| Passage to read |
|---|

High incidence of serious  offences  involving  teenage males
From the Courts
August 31, 2018
High incidence of serious offences involving teenage males

Various measures should be put in place to veer persons away from a life of crime and rehabilitate those already in the prison system.

This is the view of Justice Adrian Saunders, the president of the Caribbean Court of Justice (CCJ).

Within the last month, there has been a high incidence of serious offences with persons under the age of 25 being convicted or charged.

The vast majority within that cohort have been teenagers.

This week, a 19-year-old was charged with the murder of a security guard who worked at the St Vincent and the Grenadines Electricity Services (VINLEC).

Last Thursday, another 19-year-old was sentenced to six years in prison for burglary. He is known for a number of similar offences with his first conviction being at age 11.

Two 16-year-olds, Ozem Oliver and Dale Hooper and 17-year-old Timothy Nickie were charged in the last few days with a number of offences including abduction, robbery and threatening to discharge a firearm at four females on August 17 at Villa.

Nickie faces many more serious charges. On Tuesday, he was jointly charged with 23-year-old Deron Bristol for the armed robbery of two female tourists at gunpoint at Villa. He is also charged with robbing a 23-year-old security guard at gunpoint and making off with over EC$750.00 in items.

He was also jointly charged with 23-year-old Michael Scott for wounding.

“I think we need to look at what is happening in the homes of these offenders, at whether there is a pattern that is common thread in the homes of these persons and what social interventions can be made in persons who fit that thread, fit that pattern, if there is indeed a common pattern,” Saunders told SEARCHLIGHT in an interview on Wednesday morning.

Saunders said that as a Vincentian, the current situation was concerning.

And he said that there needs to be some investigation into the causes of crime and what is compelling these persons to engage in criminal activity.

Saunders, who has experience in the law fraternity as a lawyer and a judge, said that lawyers and judges “tend to be at the backend which is really not the best end to deal with if you want to prevent crime from happening.”

“I don’t believe that tackling crime from the standpoint of dealing with the symptom – crime – and heavier law enforcement is by itself enough. We need to look at the causes of crime,” the CCJ president said.

In May this year, a 12-year-old pleaded guilty to burglary. His co-accused, a 20-year-old pleaded guilty to the same charge.

At the end of July, a 20-year-old was charged with the murder of Billy Adams, who was hanging out at a shop with his friends and pregnant girlfriend when he was shot dead.

And last Friday, Anwar Jack, 24, was charged with the murder of Baptist bishop, Ian Enoch.

Saunders believes that there should be ways of engaging with young people in a way that would keep them occupied in productive ways so that they can veer away from a life of crime.

He suggested music, sports, community activities and the possibility of “useful employment of some nature” as possible preventative and rehabilitative measures.

|---|

Records from a collection

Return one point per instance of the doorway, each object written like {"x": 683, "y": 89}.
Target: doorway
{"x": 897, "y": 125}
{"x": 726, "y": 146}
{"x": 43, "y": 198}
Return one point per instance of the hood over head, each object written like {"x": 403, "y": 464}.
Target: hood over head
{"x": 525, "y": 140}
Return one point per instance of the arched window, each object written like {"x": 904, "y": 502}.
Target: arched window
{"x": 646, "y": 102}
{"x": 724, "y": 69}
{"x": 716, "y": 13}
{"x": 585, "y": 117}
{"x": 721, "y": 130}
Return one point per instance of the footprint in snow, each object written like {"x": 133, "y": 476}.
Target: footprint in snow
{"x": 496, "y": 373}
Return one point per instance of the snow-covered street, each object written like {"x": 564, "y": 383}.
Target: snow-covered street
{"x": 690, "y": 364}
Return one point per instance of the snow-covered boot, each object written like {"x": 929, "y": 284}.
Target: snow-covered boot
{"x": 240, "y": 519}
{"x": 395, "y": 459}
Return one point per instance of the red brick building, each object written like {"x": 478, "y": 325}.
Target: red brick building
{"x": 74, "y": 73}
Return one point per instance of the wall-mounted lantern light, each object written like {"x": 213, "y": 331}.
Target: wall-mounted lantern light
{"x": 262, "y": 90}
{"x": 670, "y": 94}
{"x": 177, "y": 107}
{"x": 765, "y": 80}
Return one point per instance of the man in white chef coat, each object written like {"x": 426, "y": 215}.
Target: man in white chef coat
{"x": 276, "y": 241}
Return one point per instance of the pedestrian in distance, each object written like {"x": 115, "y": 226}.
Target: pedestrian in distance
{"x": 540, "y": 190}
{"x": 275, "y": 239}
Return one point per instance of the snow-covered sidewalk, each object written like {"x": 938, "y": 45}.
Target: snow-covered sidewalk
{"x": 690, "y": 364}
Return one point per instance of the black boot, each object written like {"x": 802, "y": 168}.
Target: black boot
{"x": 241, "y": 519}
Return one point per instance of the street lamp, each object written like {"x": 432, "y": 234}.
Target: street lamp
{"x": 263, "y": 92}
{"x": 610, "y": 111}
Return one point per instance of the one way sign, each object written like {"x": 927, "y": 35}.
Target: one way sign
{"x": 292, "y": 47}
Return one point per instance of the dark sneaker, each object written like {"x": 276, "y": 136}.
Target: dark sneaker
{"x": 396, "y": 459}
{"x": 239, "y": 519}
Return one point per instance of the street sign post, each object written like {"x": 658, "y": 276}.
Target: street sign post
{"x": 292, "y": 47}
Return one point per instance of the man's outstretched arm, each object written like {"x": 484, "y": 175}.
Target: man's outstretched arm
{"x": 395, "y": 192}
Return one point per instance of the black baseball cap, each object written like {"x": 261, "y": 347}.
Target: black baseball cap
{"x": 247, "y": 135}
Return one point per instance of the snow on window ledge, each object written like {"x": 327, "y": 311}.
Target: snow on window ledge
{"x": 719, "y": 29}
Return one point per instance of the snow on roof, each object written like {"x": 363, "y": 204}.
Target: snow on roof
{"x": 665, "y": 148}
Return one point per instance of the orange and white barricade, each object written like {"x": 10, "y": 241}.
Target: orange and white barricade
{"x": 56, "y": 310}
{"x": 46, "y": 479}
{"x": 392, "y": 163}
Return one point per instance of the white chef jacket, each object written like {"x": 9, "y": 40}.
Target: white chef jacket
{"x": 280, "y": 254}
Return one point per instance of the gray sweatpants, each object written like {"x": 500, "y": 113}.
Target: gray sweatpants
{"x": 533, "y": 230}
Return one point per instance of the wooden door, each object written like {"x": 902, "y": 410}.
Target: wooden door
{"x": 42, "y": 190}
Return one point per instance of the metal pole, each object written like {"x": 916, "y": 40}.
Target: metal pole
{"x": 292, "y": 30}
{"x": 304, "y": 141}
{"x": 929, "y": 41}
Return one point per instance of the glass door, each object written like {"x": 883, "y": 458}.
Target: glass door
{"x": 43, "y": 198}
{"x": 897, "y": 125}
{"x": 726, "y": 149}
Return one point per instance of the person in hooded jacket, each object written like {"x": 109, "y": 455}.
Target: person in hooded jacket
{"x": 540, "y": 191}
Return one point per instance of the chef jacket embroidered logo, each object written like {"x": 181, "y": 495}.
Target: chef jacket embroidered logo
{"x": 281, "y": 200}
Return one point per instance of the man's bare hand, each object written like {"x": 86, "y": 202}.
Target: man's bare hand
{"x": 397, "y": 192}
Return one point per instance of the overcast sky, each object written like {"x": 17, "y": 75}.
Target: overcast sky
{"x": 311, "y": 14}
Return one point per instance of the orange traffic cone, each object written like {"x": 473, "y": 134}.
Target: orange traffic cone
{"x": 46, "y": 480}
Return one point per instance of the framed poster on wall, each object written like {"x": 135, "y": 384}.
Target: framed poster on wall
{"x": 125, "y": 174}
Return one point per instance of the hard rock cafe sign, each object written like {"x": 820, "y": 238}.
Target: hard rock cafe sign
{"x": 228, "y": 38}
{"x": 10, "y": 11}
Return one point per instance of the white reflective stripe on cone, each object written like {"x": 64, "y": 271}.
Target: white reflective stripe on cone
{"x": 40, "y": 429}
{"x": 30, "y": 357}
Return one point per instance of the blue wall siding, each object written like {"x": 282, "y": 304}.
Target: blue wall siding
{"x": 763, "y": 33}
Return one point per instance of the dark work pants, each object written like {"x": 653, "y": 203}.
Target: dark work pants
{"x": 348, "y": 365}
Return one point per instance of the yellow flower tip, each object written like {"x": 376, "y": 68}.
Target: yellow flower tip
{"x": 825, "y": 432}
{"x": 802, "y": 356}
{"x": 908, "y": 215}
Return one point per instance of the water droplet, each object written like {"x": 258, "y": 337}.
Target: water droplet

|---|

| Apply what you read |
1: Using the court report, answer each question briefly.
(a) What office does Justice Adrian Saunders hold?
(b) What sentence did the 19-year-old receive for burglary last Thursday?
(c) Who was charged with the murder of Baptist bishop Ian Enoch?
2: Copy the court report from "Within the last" up to and including "Electricity Services (VINLEC).", swapping "cohort" for "group".
The records play no part in what comes next.

| Answers provided |
1:
(a) President of the Caribbean Court of Justice (CCJ)
(b) Six years in prison
(c) Anwar Jack, 24

2:
Within the last month, there has been a high incidence of serious offences with persons under the age of 25 being convicted or charged.

The vast majority within that group have been teenagers.

This week, a 19-year-old was charged with the murder of a security guard who worked at the St Vincent and the Grenadines Electricity Services (VINLEC).